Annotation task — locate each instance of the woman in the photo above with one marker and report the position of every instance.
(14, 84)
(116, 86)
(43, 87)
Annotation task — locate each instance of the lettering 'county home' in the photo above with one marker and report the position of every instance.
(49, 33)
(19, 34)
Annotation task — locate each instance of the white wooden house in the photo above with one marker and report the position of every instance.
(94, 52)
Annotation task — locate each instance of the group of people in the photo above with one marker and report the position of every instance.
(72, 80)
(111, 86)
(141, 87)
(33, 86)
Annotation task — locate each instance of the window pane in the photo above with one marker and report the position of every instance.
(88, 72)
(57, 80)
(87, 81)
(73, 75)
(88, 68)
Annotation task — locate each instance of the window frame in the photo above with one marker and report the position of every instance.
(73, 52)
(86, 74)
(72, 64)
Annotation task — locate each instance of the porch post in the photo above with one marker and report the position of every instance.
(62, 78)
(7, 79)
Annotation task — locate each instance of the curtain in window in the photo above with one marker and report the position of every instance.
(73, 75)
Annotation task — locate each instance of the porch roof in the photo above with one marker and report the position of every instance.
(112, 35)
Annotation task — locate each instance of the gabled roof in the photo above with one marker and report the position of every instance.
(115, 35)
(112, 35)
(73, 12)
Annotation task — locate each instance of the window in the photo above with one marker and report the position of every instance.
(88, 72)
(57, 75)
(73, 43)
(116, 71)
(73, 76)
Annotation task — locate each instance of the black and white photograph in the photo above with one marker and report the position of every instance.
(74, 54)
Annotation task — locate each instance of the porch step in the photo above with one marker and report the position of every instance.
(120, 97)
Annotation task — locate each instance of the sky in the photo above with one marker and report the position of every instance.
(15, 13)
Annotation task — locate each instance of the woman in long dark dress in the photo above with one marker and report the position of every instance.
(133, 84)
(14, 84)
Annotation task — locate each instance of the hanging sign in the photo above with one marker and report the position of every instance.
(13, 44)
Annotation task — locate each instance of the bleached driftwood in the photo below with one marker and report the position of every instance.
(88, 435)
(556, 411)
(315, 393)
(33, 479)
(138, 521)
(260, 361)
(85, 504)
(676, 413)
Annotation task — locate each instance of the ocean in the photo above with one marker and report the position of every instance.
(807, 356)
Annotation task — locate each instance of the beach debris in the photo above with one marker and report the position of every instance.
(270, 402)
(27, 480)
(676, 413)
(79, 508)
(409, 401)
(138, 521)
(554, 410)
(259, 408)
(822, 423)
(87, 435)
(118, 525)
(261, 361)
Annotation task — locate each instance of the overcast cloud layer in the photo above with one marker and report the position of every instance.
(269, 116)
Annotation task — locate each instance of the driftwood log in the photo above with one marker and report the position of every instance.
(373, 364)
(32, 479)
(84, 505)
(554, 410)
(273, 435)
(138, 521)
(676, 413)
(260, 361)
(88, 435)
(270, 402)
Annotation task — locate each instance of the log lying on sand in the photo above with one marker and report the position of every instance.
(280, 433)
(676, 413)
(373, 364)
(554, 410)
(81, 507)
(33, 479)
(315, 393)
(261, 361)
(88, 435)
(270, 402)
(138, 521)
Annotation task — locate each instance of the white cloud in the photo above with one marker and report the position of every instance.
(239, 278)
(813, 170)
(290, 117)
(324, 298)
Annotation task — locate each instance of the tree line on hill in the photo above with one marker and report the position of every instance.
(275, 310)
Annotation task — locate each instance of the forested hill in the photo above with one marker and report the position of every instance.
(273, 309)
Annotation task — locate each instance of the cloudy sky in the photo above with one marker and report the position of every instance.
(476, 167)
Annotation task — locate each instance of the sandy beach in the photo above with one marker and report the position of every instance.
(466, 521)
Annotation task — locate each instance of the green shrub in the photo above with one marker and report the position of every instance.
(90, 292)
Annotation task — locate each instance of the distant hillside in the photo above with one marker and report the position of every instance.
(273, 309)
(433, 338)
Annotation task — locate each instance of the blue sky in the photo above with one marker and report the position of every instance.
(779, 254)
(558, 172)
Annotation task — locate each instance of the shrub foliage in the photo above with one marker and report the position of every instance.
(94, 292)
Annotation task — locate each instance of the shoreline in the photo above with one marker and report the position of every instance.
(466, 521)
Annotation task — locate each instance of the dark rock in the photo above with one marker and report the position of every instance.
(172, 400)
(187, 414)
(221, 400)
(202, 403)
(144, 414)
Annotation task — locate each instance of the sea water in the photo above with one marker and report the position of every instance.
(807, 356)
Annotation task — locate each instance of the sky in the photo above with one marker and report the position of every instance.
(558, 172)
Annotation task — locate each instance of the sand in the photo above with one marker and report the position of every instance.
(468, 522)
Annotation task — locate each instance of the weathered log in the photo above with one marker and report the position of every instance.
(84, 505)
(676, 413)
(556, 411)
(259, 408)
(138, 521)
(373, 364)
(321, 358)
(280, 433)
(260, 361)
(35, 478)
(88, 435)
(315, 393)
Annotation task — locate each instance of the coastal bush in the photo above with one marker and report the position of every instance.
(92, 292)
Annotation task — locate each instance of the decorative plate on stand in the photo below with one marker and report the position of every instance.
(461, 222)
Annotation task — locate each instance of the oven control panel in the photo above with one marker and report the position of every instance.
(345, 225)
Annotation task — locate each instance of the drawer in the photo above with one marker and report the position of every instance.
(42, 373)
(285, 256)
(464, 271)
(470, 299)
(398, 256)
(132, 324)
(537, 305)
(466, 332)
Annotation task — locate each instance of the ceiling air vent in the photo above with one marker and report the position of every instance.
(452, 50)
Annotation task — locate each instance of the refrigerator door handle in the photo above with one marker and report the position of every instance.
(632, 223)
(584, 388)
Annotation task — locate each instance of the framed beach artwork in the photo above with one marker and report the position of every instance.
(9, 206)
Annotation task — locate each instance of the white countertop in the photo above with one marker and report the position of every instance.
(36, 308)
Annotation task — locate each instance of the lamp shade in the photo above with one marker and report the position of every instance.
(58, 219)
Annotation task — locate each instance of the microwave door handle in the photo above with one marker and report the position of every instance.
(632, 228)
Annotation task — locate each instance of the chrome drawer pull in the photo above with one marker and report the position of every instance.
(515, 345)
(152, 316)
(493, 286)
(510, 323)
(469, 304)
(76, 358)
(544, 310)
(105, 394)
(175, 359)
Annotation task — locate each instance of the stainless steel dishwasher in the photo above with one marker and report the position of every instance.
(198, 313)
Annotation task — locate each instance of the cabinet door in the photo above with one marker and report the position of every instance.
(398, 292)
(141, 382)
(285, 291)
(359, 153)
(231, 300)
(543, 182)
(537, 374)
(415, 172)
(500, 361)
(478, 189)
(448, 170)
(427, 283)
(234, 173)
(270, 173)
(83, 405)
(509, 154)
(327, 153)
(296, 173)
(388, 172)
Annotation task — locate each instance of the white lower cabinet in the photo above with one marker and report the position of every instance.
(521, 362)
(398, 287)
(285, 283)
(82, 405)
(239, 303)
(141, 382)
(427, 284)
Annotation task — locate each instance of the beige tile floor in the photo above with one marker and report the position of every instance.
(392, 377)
* * *
Objective: Rewrite every row above as a numbered list, leaving out any blank lines.

Finished answer:
1. Annotation task — locate each instance of the woman in the photo above with one marker and report the position of every instance.
2. (14, 84)
3. (116, 86)
4. (43, 87)
5. Annotation task — locate each instance of the lettering 'county home' in the photo above with one marker and report the position of every instance.
6. (49, 33)
7. (19, 34)
8. Annotation task — locate each instance of the white wooden house in the photo above with one marker and report the position of every instance.
9. (94, 52)
10. Annotation task — locate each instance of the group of people in the photo above with one marker and report the position of every instance.
11. (72, 80)
12. (111, 86)
13. (141, 87)
14. (33, 86)
15. Annotation task — locate each instance of the window pane in the photo above with one marker and report the position of every instance.
16. (88, 72)
17. (57, 80)
18. (87, 81)
19. (73, 75)
20. (88, 68)
21. Annotation task — locate each instance of the window frame in the photo above with one marker and report the position of every instance.
22. (73, 52)
23. (86, 74)
24. (72, 64)
25. Annotation task — locate each instance of the porch post in the photo above with one marker and report the position of every instance.
26. (62, 78)
27. (7, 79)
28. Annotation task — locate each instance of the curtain in window in the photo above with one marker and report the position of every instance.
29. (73, 75)
30. Annotation task — locate each instance of the porch roof in the photo above with one marker and report the position of every instance.
31. (112, 35)
32. Annotation task — locate each instance of the gabled roof in the photo above with one marker and report the position of every instance.
33. (115, 35)
34. (112, 35)
35. (73, 12)
36. Annotation task — locate each instance of the window in the photo above with one marker and report the position of every instance.
37. (88, 72)
38. (57, 75)
39. (73, 43)
40. (116, 71)
41. (73, 76)
42. Annotation task — locate each instance of the black and white photograph in the photo above with one marker and report the position of every instance.
43. (74, 54)
44. Annotation task — locate each instance of the porch step in the photo above with one marker and report the position of every instance.
45. (120, 97)
46. Annotation task — locate each instance of the sky in the photo above with one marker and report the position of every instance.
47. (15, 13)
48. Annotation task — locate each instance of the woman in long dark dress in the photo above with one marker and report the position of every instance.
49. (133, 84)
50. (14, 84)
51. Annotation task — locate each instance of the hanging sign in the photo above with one marker and report the position of every instance.
52. (13, 44)
53. Annotation task — locate each instance of the bleached driftwood in the photo below with one marker and report the position of every instance.
54. (88, 435)
55. (556, 411)
56. (315, 393)
57. (33, 479)
58. (138, 521)
59. (260, 361)
60. (85, 504)
61. (676, 413)
62. Annotation task — locate each instance of the ocean in the photo above with one marker and report the position of every instance.
63. (807, 356)
64. Annotation task — locate each instance of the beach debris in the photo above with one marker and report the position of every instance.
65. (270, 402)
66. (27, 480)
67. (676, 413)
68. (79, 508)
69. (409, 401)
70. (138, 521)
71. (554, 410)
72. (259, 408)
73. (822, 423)
74. (87, 435)
75. (118, 525)
76. (261, 361)
77. Annotation task — locate each instance of the overcast cloud layer in the photo above with one marker and report the position of every instance.
78. (269, 116)
79. Annotation task — locate each instance of the driftwood log in the photo above with one marker and report the position of every instance.
80. (373, 364)
81. (32, 479)
82. (84, 505)
83. (554, 410)
84. (273, 435)
85. (138, 521)
86. (676, 413)
87. (260, 361)
88. (88, 435)
89. (270, 402)
90. Annotation task — locate each instance of the log lying on sand in the photo above with one marker and report the position of every instance.
91. (280, 433)
92. (676, 413)
93. (373, 364)
94. (554, 410)
95. (81, 507)
96. (33, 479)
97. (315, 393)
98. (261, 361)
99. (88, 435)
100. (270, 402)
101. (138, 521)
102. Annotation task — locate each instance of the white cloud in the photo above with one marker and report the position of every instance.
103. (239, 278)
104. (813, 170)
105. (290, 117)
106. (324, 298)
107. Annotation task — locate each instance of the tree line on hill in the photo above with one marker and report the position of every instance.
108. (275, 310)
109. Annotation task — locate each instance of the forested hill in the photo above with one marker and report the position of every instance.
110. (273, 309)
111. Annotation task — locate each instance of the cloudy sky in the photo above with one marker and report the position of every instance.
112. (476, 167)
113. Annotation task — locate each instance of the sandy beach in the photo above with one marker and report the position of every instance.
114. (466, 521)
115. Annotation task — locate each instance of the green shrub in the photo above with one marker and report the position of every instance.
116. (90, 292)
117. Annotation task — locate each instance of the distant hillside in the photo above with one marker and report the position of every instance.
118. (273, 309)
119. (433, 338)
120. Annotation task — locate each instance of the blue sky in the photo above with one marker and report the position of every instance.
121. (779, 254)
122. (558, 172)
123. Annotation task — locate each instance of the shrub foliage in the photo above with one marker and report the position of every instance.
124. (94, 292)
125. Annotation task — locate each instance of the shoreline in the photo above with one marker and report the position of every instance.
126. (466, 521)
127. Annotation task — locate each instance of the dark rock in the photo above with one marker and report the position of every instance.
128. (172, 400)
129. (187, 414)
130. (221, 400)
131. (202, 403)
132. (144, 414)
133. Annotation task — locate each instance of the sea water in the photo above with one marker and report the position of every instance.
134. (807, 356)
135. Annotation task — locate each instance of the sky in the photo above with one marker and report the position of every instance.
136. (558, 172)
137. Annotation task — locate each instance of the sand in the photo above with one marker and report the position of every instance.
138. (468, 522)
139. Annotation task — locate each instance of the weathered log in the photo above with one marker and report the position of every instance.
140. (84, 505)
141. (676, 413)
142. (556, 411)
143. (259, 408)
144. (138, 521)
145. (373, 364)
146. (321, 358)
147. (280, 433)
148. (260, 361)
149. (35, 478)
150. (88, 435)
151. (315, 393)
152. Annotation task — locate each instance of the coastal bush in the photo above with one marker and report the position of every instance.
153. (92, 292)
154. Annotation task — locate each instance of the decorative plate on stand in the photo below with one marker and report the position of every instance.
155. (461, 222)
156. Annotation task — locate each instance of the oven control panel in the photo above with one marker and report the position of every instance.
157. (345, 225)
158. Annotation task — locate each instance of the drawer in the photo above with one marker and report the position of every instance.
159. (42, 373)
160. (285, 256)
161. (464, 271)
162. (470, 299)
163. (398, 256)
164. (132, 324)
165. (537, 305)
166. (466, 332)
167. Annotation task — locate each instance of the ceiling air vent in the photo above with one marker and report the position of every instance.
168. (452, 50)
169. Annotation task — locate each instance of the refrigerator door handle in the photo above with one marker and report the position of every instance.
170. (632, 223)
171. (584, 388)
172. Annotation task — locate each instance of the framed beach artwork in the photo above with one marker and report the position of every instance.
173. (9, 206)
174. Annotation task — locate each instance of the white countertop in the photo above with one marker and report the position of every instance.
175. (36, 308)
176. Annotation task — locate each instance of the lamp shade in the photo above with one marker and report the position of every instance.
177. (58, 219)
178. Annotation task — locate each instance of the microwave door handle in the photo above with one marker and report the position of every instance.
179. (632, 228)
180. Annotation task — locate each instance of the chrome drawer pull in the photo above with one marker and report the position of every instance.
181. (515, 345)
182. (152, 316)
183. (493, 286)
184. (510, 323)
185. (469, 304)
186. (76, 358)
187. (544, 310)
188. (105, 394)
189. (175, 359)
190. Annotation task — locate each instance of the stainless steel dishwasher in the photo above with one marker and report the position of every instance.
191. (198, 313)
192. Annotation task — locate each instance of the cabinet door in the photo above with one marker and report the position of every instance.
193. (398, 292)
194. (141, 382)
195. (285, 291)
196. (359, 153)
197. (231, 300)
198. (543, 182)
199. (537, 374)
200. (415, 172)
201. (500, 361)
202. (478, 189)
203. (448, 170)
204. (427, 283)
205. (234, 173)
206. (270, 173)
207. (83, 405)
208. (509, 154)
209. (327, 153)
210. (296, 173)
211. (388, 172)
212. Annotation task — locate each instance of the white lower cabinet in the photo above with one marker and report the position of every instance.
213. (521, 362)
214. (398, 287)
215. (285, 283)
216. (82, 405)
217. (239, 303)
218. (141, 382)
219. (427, 284)
220. Annotation task — locate each instance of the beige tile floor in the photo above with one marker and report the position of every instance.
221. (392, 377)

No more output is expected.